#### [TASK BRIEF]
Nothing is needed except the lines below that run from the one with "47L159 50L168 48L155" through the one with "positive clicks: (152, 50)", repeated exactly.

=== SUPPLIED DATA ===

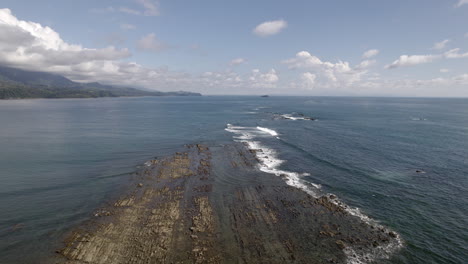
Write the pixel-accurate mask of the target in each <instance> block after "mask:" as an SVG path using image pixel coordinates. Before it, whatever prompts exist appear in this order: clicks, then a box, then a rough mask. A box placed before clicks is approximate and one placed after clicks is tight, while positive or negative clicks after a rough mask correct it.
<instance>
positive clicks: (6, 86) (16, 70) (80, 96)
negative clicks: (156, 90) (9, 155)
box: [0, 66, 201, 99]
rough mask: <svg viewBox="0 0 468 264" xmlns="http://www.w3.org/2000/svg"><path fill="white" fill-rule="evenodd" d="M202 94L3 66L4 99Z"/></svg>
mask: <svg viewBox="0 0 468 264" xmlns="http://www.w3.org/2000/svg"><path fill="white" fill-rule="evenodd" d="M200 95H201V94H199V93H192V92H185V91H177V92H159V91H144V90H140V89H136V88H130V87H117V86H111V85H103V84H100V83H97V82H93V83H77V82H73V81H71V80H69V79H67V78H65V77H63V76H61V75H57V74H51V73H45V72H34V71H25V70H20V69H15V68H10V67H4V66H0V99H20V98H93V97H119V96H200Z"/></svg>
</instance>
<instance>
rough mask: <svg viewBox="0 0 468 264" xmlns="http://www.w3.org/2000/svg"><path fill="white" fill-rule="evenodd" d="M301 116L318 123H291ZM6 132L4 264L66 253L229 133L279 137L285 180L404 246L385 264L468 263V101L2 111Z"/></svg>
mask: <svg viewBox="0 0 468 264" xmlns="http://www.w3.org/2000/svg"><path fill="white" fill-rule="evenodd" d="M299 113H302V114H304V115H306V116H312V117H316V118H318V121H308V120H290V119H284V118H282V117H281V115H285V114H290V115H292V116H296V117H299V115H298V114H299ZM0 124H1V128H0V168H1V170H0V180H1V185H0V212H1V213H0V263H35V262H37V259H38V258H40V257H44V256H47V255H48V254H50V253H53V251H54V249H55V248H56V246H57V242H58V241H60V238H61V236H62V235H63V233H64V232H66V231H67V230H69V229H70V227H71V226H73V225H75V224H77V223H79V222H81V221H83V220H85V219H87V218H88V217H89V216H90V215H91V213H92V211H93V209H95V208H97V207H99V206H100V205H102V204H103V203H105V202H106V201H108V200H109V199H110V198H111V197H114V196H115V195H116V194H118V191H119V190H120V189H121V188H124V186H125V183H126V181H127V180H128V179H129V178H130V177H131V174H132V172H134V171H135V168H136V166H139V165H141V164H143V163H144V162H145V161H146V160H149V159H151V158H153V157H154V156H162V155H167V154H170V153H172V152H175V151H179V150H181V149H182V148H183V145H184V144H190V143H200V142H203V143H207V144H225V143H230V142H232V141H233V139H235V137H236V135H234V134H233V133H231V132H229V131H226V130H225V129H226V127H227V124H232V125H233V126H238V127H242V128H244V129H246V131H247V130H249V129H251V130H252V131H253V130H255V129H257V127H263V128H268V129H271V130H273V131H275V132H276V133H277V134H278V135H277V136H271V135H268V133H266V134H265V136H262V137H258V138H255V141H257V142H259V143H261V144H262V145H263V146H266V147H268V148H270V149H271V150H272V151H274V152H275V153H276V155H277V158H278V159H281V160H283V161H284V162H283V163H282V164H281V169H284V170H288V171H297V172H305V173H308V174H310V175H308V176H302V179H301V180H304V181H308V182H311V183H314V184H317V185H320V186H321V187H320V192H322V193H334V194H336V195H337V196H338V197H339V198H340V199H341V200H342V201H344V202H346V203H347V204H349V205H351V206H353V207H358V208H360V210H361V211H362V212H363V213H365V214H366V215H368V216H370V217H372V218H373V219H376V220H377V221H379V222H381V223H382V224H384V225H386V226H389V227H390V228H392V229H394V230H395V231H397V232H398V233H400V234H401V236H402V238H403V241H404V247H403V249H402V250H400V251H399V252H398V253H397V254H395V255H393V257H392V258H390V259H389V260H382V261H380V262H381V263H464V262H465V260H466V259H468V255H467V252H468V246H467V245H468V241H467V239H468V231H467V226H468V220H467V219H468V195H467V193H468V192H467V191H468V100H467V99H407V98H392V99H383V98H332V97H310V98H307V97H270V98H257V97H218V96H217V97H193V98H192V97H164V98H159V97H146V98H102V99H77V100H75V99H73V100H72V99H70V100H69V99H61V100H18V101H0ZM259 133H263V132H259ZM233 137H234V138H233ZM416 170H420V171H423V172H424V173H417V172H416Z"/></svg>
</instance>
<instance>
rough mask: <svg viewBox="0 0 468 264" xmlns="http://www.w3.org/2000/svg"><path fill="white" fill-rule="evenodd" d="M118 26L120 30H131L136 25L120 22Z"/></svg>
mask: <svg viewBox="0 0 468 264" xmlns="http://www.w3.org/2000/svg"><path fill="white" fill-rule="evenodd" d="M120 28H121V29H122V30H133V29H136V26H135V25H132V24H127V23H122V24H120Z"/></svg>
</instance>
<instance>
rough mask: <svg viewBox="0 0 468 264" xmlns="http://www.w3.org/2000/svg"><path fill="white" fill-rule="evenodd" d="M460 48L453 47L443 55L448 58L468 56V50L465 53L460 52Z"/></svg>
mask: <svg viewBox="0 0 468 264" xmlns="http://www.w3.org/2000/svg"><path fill="white" fill-rule="evenodd" d="M459 51H460V49H459V48H456V49H451V50H449V51H447V52H445V53H444V54H443V57H445V58H447V59H462V58H468V52H465V53H460V52H459Z"/></svg>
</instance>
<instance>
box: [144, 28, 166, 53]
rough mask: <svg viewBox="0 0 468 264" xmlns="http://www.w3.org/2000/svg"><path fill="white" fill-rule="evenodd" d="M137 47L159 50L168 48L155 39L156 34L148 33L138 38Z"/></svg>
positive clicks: (152, 50)
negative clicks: (141, 36) (140, 38)
mask: <svg viewBox="0 0 468 264" xmlns="http://www.w3.org/2000/svg"><path fill="white" fill-rule="evenodd" d="M137 48H138V49H139V50H141V51H151V52H160V51H163V50H165V49H167V48H169V46H168V45H167V44H166V43H164V42H162V41H160V40H159V39H157V38H156V34H154V33H150V34H148V35H146V36H143V37H142V38H141V39H140V40H138V42H137Z"/></svg>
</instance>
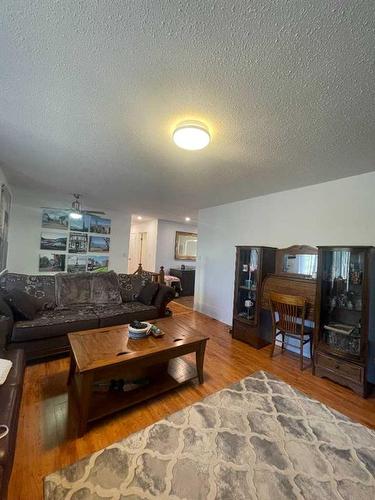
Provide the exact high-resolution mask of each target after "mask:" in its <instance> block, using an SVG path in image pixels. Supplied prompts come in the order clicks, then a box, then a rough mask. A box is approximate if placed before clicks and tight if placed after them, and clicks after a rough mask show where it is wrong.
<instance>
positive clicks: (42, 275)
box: [0, 273, 56, 309]
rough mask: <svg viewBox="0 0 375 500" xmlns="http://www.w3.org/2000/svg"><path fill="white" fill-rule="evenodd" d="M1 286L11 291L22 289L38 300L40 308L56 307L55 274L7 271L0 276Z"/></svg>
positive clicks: (46, 308) (3, 289)
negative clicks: (5, 272) (32, 274)
mask: <svg viewBox="0 0 375 500" xmlns="http://www.w3.org/2000/svg"><path fill="white" fill-rule="evenodd" d="M0 288H1V289H2V290H5V291H6V292H9V291H11V290H22V291H24V292H26V293H27V294H29V295H31V296H32V297H35V298H36V299H37V300H38V306H39V309H54V308H55V307H56V301H55V276H43V275H37V276H34V275H29V274H18V273H5V274H3V275H2V276H1V277H0Z"/></svg>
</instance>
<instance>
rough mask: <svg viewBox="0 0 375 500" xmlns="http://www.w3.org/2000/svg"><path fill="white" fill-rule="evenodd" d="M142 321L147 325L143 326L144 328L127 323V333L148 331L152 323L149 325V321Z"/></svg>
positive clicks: (143, 322) (135, 333) (149, 324)
mask: <svg viewBox="0 0 375 500" xmlns="http://www.w3.org/2000/svg"><path fill="white" fill-rule="evenodd" d="M142 323H144V324H145V325H147V327H145V328H133V327H132V326H130V325H128V330H129V333H133V334H135V335H146V334H147V333H148V332H149V330H150V328H151V326H152V325H151V323H147V321H142Z"/></svg>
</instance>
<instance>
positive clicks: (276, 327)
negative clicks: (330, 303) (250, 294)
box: [270, 293, 313, 370]
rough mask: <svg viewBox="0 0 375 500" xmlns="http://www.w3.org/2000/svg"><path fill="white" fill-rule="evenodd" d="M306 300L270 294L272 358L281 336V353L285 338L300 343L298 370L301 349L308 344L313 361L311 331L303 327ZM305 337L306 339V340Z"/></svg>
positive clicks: (307, 327) (312, 344)
mask: <svg viewBox="0 0 375 500" xmlns="http://www.w3.org/2000/svg"><path fill="white" fill-rule="evenodd" d="M306 303H307V301H306V298H305V297H301V296H298V295H284V294H281V293H271V294H270V306H271V315H272V350H271V357H272V356H273V353H274V350H275V344H276V338H277V337H278V335H281V337H282V340H281V351H283V350H284V348H285V337H293V338H296V339H299V341H300V368H301V370H303V347H304V345H305V344H307V342H310V356H311V361H313V329H312V328H310V327H308V326H306V325H305V318H306ZM306 337H307V338H306Z"/></svg>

===

#### [YOUR RESPONSE]
rough mask: <svg viewBox="0 0 468 264" xmlns="http://www.w3.org/2000/svg"><path fill="white" fill-rule="evenodd" d="M137 47L159 50L168 48L155 39L156 34L148 33L138 38Z"/></svg>
positive clicks: (152, 50)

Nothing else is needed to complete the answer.